• _SELECTED PASSAGE_
[Start]

The asset declaration that the thread refers to (modulo 720) is supposedly just that - an asset declaration - and not used for collecting taxes (although I have heard of cases where people have been taxed as a result of the declaration). The 720 is a one-off declaration that you only make when you have a certain amount of assets. Separate to this is the regular annual tax declaration, which *is* used to calculate taxes, including wealth taxes.

The purpose of the 720 is to prevent people from hiding assets overseas - the message being that if we catch you with undeclared assets we'll hammer you, full stop. However I expect that it will eventually be used as a basis for taxation as well.


----------



## Chopera

CapnBilly said:


> Wealth Tax was introduced in Spain in 1977, following the change to a democracy. *Before the rules were changed in 2008 to a 100% allowance, the exempt amount was about €108000. *
> 
> ...


Blimey. I bet a lot of people paid that!


----------



## snikpoh

Chopera said:


> The asset declaration that the thread refers to (modulo 720) is supposedly just that - an asset declaration - and not used for collecting taxes (although I have heard of cases where people have been taxed as a result of the declaration). The 720 is a one-off declaration that you only make when you have a certain amount of assets. Separate to this is the regular annual tax declaration, which *is* used to calculate taxes, including wealth taxes.
> 
> The purpose of the 720 is to prevent people from hiding assets overseas - the message being that if we catch you with undeclared assets we'll hammer you, full stop. However I expect that it will eventually be used as a basis for taxation as well.



I thought the plan was to have to fill one in EVERY year if the value of assets substantially changed. For example, an asset matured and moved from one class to another or a property sold.


----------



## Chopera

snikpoh said:


> I thought the plan was to have to fill one in EVERY year if the value of assets substantially changed. For example, an asset matured and moved from one class to another or a property sold.


If you have declared a house that you bought say 10 years ago then you don't need to declare it on the 720 each year. You declare it once, and you declare the price you paid for it. It gets confusing if say you bought a house for less than the €50k threshold, but its value is now above €50k. I think then you still have to declare it, even though the value you declare is not the market price and is less than the €50k threshold. In both cases you declare the house once only.

If you have a say share portfolio that last year was worth less than €50k but this year it is worth more then you need to declare it this year. If yu decide to liquidate some shares so that the value of the portfolio goes below €50k but your cash holdings go above €50k then yes I assume you would have to declare that as well, and you'd have to declare it on your tax return as well since it would be subject to CGT. So for things like that then yes you do need to declare each year that such a change in asset class occurs. My general point was that you do not need to re-declare already declared asset classes each year because their value has changed. As you say, it's only when you move funds from one asset class to another.


----------



## JaneyO

Chopera said:


> If you have declared a house that you bought say 10 years ago then you don't need to declare it on the 720 each year. You declare it once, and you declare the price you paid for it. It gets confusing if say you bought a house for less than the €50k threshold, but its value is now above €50k. I think then you still have to declare it, even though the value you declare is not the market price and is less than the €50k threshold. In both cases you declare the house once only.

[End]

• _SUPPLIED ENTRIES_
[Start]

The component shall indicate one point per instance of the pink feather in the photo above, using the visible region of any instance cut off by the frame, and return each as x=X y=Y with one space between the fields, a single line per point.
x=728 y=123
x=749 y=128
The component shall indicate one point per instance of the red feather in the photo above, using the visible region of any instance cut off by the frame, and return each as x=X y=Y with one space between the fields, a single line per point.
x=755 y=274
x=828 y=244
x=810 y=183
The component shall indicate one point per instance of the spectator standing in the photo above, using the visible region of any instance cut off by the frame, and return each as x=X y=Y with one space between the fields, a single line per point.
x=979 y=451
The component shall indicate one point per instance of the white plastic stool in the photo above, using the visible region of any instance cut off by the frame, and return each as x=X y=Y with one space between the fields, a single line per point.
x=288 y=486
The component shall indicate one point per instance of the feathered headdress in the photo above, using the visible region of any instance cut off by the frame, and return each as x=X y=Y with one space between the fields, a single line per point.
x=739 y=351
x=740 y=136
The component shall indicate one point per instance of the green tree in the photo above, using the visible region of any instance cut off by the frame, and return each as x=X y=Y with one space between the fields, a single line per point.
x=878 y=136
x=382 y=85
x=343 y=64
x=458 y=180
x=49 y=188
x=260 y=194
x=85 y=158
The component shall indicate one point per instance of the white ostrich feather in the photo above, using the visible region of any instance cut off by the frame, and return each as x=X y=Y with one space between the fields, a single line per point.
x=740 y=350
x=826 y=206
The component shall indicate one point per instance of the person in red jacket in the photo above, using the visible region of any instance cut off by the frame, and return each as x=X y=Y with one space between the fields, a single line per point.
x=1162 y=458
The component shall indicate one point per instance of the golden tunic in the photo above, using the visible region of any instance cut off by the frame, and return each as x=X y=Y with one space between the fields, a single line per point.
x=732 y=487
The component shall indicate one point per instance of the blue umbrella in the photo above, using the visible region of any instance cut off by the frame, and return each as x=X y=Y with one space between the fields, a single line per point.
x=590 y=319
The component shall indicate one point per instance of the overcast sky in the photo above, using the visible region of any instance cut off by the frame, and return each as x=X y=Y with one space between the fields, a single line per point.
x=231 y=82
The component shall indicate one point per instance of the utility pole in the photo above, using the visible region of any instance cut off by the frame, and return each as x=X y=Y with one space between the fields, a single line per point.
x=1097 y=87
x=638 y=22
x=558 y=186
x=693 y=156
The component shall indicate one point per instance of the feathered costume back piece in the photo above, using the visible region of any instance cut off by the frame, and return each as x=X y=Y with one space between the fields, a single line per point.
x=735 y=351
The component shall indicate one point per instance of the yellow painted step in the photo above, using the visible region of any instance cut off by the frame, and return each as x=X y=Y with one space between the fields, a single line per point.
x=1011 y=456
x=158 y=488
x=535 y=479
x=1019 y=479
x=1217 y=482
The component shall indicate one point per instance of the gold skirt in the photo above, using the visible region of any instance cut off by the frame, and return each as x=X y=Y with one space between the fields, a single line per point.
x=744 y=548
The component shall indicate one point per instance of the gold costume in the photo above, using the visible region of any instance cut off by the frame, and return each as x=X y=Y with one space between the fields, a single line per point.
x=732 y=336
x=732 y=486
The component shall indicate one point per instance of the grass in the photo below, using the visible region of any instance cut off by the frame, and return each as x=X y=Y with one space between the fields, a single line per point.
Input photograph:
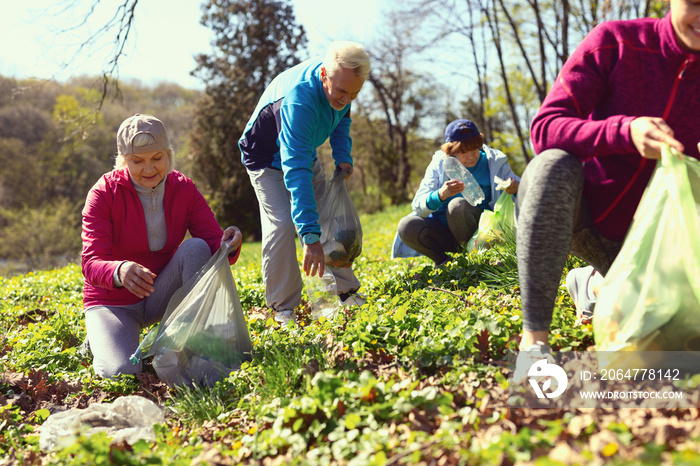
x=416 y=376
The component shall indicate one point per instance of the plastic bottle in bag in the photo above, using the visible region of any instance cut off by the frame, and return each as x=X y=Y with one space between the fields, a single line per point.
x=456 y=171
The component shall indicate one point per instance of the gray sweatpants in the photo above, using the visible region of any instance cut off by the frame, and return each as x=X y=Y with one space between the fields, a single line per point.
x=553 y=221
x=431 y=238
x=113 y=331
x=280 y=268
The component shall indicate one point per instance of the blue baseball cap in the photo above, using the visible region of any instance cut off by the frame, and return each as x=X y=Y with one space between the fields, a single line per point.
x=459 y=130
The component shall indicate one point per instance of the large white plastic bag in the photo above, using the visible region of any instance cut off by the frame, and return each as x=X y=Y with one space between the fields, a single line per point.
x=497 y=225
x=203 y=335
x=341 y=231
x=650 y=298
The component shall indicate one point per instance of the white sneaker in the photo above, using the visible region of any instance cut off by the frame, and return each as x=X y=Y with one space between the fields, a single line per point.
x=284 y=317
x=527 y=357
x=351 y=299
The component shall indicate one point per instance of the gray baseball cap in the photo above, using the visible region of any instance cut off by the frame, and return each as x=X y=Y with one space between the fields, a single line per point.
x=138 y=124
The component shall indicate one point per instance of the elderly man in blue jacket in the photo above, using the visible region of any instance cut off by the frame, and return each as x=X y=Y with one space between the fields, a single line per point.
x=302 y=108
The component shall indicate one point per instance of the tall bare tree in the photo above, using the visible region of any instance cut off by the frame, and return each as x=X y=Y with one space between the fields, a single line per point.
x=529 y=40
x=402 y=99
x=254 y=41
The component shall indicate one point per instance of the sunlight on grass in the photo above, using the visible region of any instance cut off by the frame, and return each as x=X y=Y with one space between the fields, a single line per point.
x=395 y=378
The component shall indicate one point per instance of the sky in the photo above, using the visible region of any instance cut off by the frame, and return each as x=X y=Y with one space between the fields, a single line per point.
x=167 y=36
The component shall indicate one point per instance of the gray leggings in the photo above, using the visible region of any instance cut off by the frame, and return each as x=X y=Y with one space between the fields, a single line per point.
x=113 y=331
x=553 y=221
x=431 y=238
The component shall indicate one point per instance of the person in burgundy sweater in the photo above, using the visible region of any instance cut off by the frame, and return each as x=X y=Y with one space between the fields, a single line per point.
x=629 y=88
x=134 y=222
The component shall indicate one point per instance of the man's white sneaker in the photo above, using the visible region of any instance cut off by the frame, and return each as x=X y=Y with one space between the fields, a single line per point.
x=284 y=317
x=351 y=299
x=527 y=357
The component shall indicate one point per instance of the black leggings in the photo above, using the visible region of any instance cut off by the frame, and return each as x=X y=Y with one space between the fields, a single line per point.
x=553 y=221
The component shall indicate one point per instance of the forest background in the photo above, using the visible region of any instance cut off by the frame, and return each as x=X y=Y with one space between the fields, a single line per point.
x=58 y=138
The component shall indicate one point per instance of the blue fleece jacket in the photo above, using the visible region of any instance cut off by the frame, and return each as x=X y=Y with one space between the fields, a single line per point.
x=292 y=119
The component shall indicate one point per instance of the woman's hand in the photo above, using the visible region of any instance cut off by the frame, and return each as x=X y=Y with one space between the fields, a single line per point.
x=450 y=188
x=513 y=187
x=232 y=237
x=649 y=134
x=137 y=279
x=314 y=259
x=344 y=169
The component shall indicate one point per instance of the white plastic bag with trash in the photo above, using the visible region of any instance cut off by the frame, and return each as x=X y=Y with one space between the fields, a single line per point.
x=128 y=418
x=650 y=298
x=203 y=335
x=341 y=231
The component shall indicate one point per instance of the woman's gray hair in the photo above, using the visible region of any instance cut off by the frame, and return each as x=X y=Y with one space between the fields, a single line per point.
x=140 y=140
x=350 y=55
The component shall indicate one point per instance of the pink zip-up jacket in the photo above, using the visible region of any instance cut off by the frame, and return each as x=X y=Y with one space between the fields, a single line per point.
x=114 y=229
x=621 y=70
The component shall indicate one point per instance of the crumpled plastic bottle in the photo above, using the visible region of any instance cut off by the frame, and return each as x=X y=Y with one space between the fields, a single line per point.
x=456 y=171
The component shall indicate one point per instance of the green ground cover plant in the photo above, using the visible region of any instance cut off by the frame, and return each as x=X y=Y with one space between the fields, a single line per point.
x=418 y=375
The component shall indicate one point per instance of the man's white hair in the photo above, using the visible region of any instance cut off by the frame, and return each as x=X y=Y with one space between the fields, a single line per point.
x=346 y=54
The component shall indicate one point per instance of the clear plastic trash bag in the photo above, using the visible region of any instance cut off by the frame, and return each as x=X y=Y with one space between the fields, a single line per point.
x=203 y=335
x=496 y=225
x=323 y=296
x=341 y=231
x=650 y=298
x=129 y=418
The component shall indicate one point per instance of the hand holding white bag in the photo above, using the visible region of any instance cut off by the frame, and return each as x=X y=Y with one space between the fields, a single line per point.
x=203 y=335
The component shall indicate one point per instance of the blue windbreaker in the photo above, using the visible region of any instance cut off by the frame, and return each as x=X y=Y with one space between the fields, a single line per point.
x=292 y=119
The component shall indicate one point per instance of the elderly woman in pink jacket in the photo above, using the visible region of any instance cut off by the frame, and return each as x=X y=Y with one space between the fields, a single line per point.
x=597 y=136
x=134 y=222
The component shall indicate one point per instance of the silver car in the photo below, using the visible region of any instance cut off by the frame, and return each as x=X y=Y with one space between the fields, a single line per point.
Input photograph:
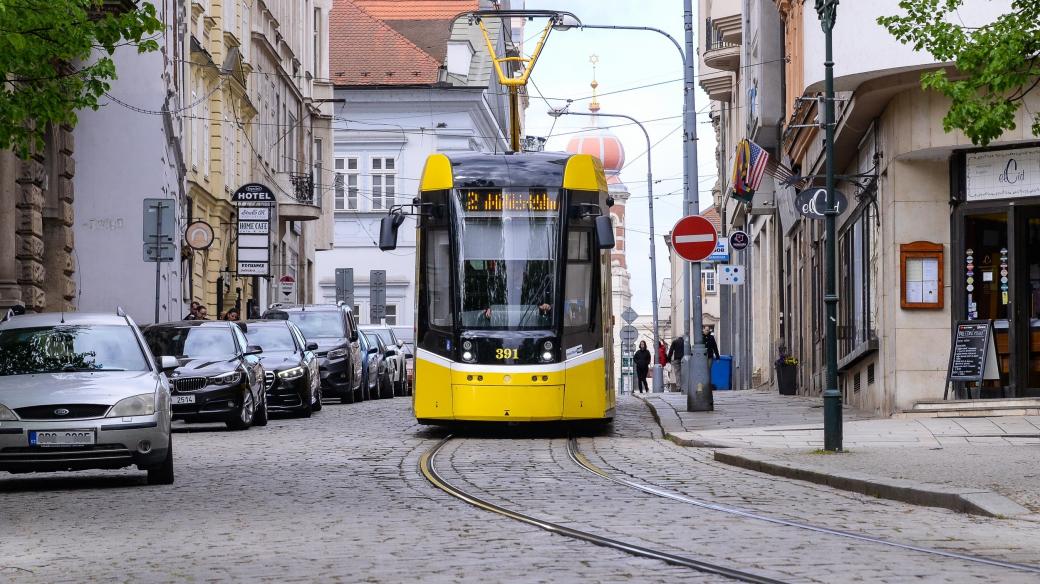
x=82 y=391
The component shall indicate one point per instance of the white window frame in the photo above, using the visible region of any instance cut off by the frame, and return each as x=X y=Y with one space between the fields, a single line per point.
x=343 y=177
x=387 y=178
x=709 y=281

[End]

• _WHAT IS REQUIRED_
Write what comes next in the forum thread about Spain's modelo 720 asset declaration, continuing from its last line.

• _EXERCISE RESULT_
> 
> If you have a say share portfolio that last year was worth less than €50k but this year it is worth more then you need to declare it this year. If yu decide to liquidate some shares so that the value of the portfolio goes below €50k but your cash holdings go above €50k then yes I assume you would have to declare that as well, and you'd have to declare it on your tax return as well since it would be subject to CGT. So for things like that then yes you do need to declare each year that such a change in asset class occurs. My general point was that you do not need to re-declare already declared asset classes each year because their value has changed. As you say, it's only when you move funds from one asset class to another.[/QUOT
> Just wondering about this asset class thing. We declared money in banks which has now been moved to Spanish tax approved insurance type investments which the Fa says will be reported by the companies. Cash in the banks is now below the E50,000 limit. Not sure what we will have to do as the asset class has changed but the FA said the bonds don't go on the mod 720. Don't want them thinking we have the money in the bank AND the new bonds . Confused, as usual!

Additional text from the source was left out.